**OBJECTIVE**
List every google.com email address that appears in the Cc field of the email header below.

**PAGE TEXT**
From: Suren Baghdasaryan <surenb@google.com>
To: Christian Brauner <christian@brauner.io>
Cc: Andrew Morton <akpm@linux-foundation.org>,
mhocko@suse.com, David Rientjes <rientjes@google.com>,
Matthew Wilcox <willy@infradead.org>,
yuzhoujian@didichuxing.com,
Souptick Joarder <jrdr.linux@gmail.com>,
Roman Gushchin <guro@fb.com>,
Johannes Weiner <hannes@cmpxchg.org>,
Tetsuo Handa <penguin-kernel@i-love.sakura.ne.jp>,
ebiederm@xmission.com, Shakeel Butt <shakeelb@google.com>,
Minchan Kim <minchan@kernel.org>,
Tim Murray <timmurray@google.com>,
Daniel Colascione <dancol@google.com>,
Joel Fernandes <joel@joelfernandes.org>,
Jann Horn <jannh@google.com>, linux-mm <linux-mm@kvack.org>,
lsf-pc@lists.linux-foundation.org,
LKML <linux-kernel@vger.kernel.org>,
kernel-team <kernel-team@android.com>,
Oleg Nesterov <oleg@redhat.com>
Subject: Re: [RFC 2/2] signal: extend pidfd_send_signal() to allow expedited process killing
Date: Thu, 11 Apr 2019 08:23:28 -0700 [thread overview]
Message-ID: <CAJuCfpFb-PtqdxbGeMLwycL1TvQs6q++M=Re1Yrw=J38y8qo1w@mail.gmail.com> (raw)

**DATA EXTRACT**
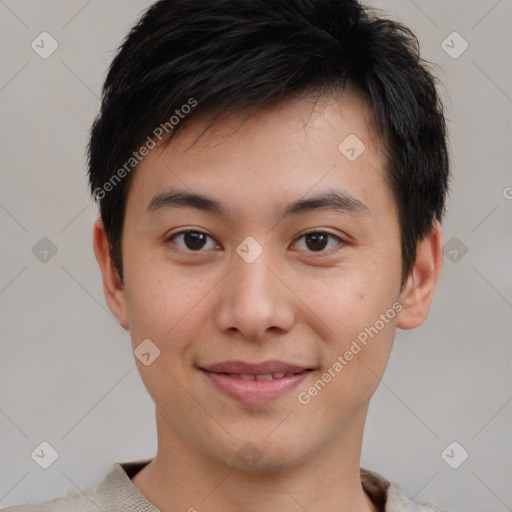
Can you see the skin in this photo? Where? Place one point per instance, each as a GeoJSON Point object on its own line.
{"type": "Point", "coordinates": [293, 304]}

**WRITTEN RESPONSE**
rientjes@google.com
shakeelb@google.com
timmurray@google.com
dancol@google.com
jannh@google.com